++++ Task data ++++

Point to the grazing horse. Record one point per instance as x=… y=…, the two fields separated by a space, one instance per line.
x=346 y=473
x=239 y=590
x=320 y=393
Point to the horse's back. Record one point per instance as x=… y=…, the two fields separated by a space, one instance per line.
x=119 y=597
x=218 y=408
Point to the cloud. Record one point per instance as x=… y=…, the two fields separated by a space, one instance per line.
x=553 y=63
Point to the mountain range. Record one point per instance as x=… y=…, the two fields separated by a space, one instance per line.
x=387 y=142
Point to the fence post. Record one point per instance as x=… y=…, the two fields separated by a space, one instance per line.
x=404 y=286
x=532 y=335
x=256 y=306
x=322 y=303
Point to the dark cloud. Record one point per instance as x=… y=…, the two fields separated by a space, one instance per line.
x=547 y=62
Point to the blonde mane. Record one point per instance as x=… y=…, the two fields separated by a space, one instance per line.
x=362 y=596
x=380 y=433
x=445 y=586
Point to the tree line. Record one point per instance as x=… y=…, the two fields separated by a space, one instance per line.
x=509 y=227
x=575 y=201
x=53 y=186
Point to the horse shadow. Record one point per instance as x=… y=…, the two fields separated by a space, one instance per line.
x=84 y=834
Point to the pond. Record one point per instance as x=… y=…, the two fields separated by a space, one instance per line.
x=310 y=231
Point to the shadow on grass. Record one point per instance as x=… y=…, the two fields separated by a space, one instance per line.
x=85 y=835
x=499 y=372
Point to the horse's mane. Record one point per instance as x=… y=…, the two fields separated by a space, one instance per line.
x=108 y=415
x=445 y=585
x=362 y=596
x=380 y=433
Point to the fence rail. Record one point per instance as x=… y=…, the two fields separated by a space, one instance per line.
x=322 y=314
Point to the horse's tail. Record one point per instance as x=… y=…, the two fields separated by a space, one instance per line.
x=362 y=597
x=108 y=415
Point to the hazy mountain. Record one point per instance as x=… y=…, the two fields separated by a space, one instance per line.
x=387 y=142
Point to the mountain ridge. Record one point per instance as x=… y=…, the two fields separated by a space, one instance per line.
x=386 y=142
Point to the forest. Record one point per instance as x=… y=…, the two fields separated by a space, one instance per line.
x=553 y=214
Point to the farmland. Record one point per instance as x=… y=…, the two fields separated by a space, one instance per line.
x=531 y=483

++++

Exercise prompt =>
Revise the material above by changing every "separated by a space" to "separated by a single space" and leaving everything else as it is.

Written solution =>
Point to the grazing horse. Record one point per instance as x=… y=…, the two fields separated by a single space, one instance per line.
x=346 y=473
x=239 y=590
x=320 y=393
Point to the horse's back. Record one point per instance as x=… y=…, the two fields separated by a single space, one instance per line.
x=119 y=597
x=218 y=408
Point to the cloud. Record one point per instance as x=… y=…, the two fields separated by a single space, one instance per line.
x=553 y=63
Point to the mountain range. Record one point per instance as x=… y=…, the two fields separated by a single space, one instance per line.
x=387 y=142
Point to the fence post. Record one point per instance as x=… y=…, the two fields separated by a single space, one instance per line.
x=404 y=286
x=532 y=335
x=256 y=306
x=322 y=303
Point to the dark cloud. Record one point per instance as x=… y=…, the two fields separated by a single space, one instance per line.
x=547 y=62
Point to the blonde mane. Record one point per instance as x=… y=…, the two fields separated by a single space, one instance per line.
x=362 y=596
x=380 y=433
x=445 y=586
Point to the tree line. Record one point per instance as x=… y=…, the two fields separated by a single space, one instance per line.
x=509 y=227
x=575 y=201
x=53 y=186
Point to the horse shadow. Record one point per instance as x=… y=…, the two fields separated by a single space, one instance per line.
x=84 y=834
Point to the pond. Record one point per instance as x=… y=…, the two fields separated by a single space, one instance per line.
x=310 y=231
Point to the shadow on grass. Record one point per instance as x=… y=…, the two fields separated by a single space, one instance per line.
x=85 y=835
x=499 y=372
Point to the horse's mane. Record one point per instance as x=… y=…, the two fields separated by a single space, one instance per line.
x=108 y=415
x=445 y=585
x=362 y=596
x=380 y=433
Point to the fence rail. Record one point per instance as x=… y=…, the two fields separated by a single space, one instance per line.
x=322 y=314
Point to the horse's tail. Record one point per instance as x=… y=…, the two fields separated by a single space, one instance per line.
x=362 y=597
x=108 y=415
Point to the hazy mountain. Record one point per instance as x=… y=…, the two fields separated by a single space, one instance per line.
x=387 y=142
Point to the mountain ridge. Record one point per instance as x=… y=…, the two fields separated by a single space, one instance per line.
x=386 y=142
Point to the forest. Record one point per instance as x=… y=…, the two fields separated by a single space, one instance per line.
x=553 y=214
Point to the farmland. Record one point per instance as x=… y=…, the two fields separated by a single space, one instance per line.
x=531 y=483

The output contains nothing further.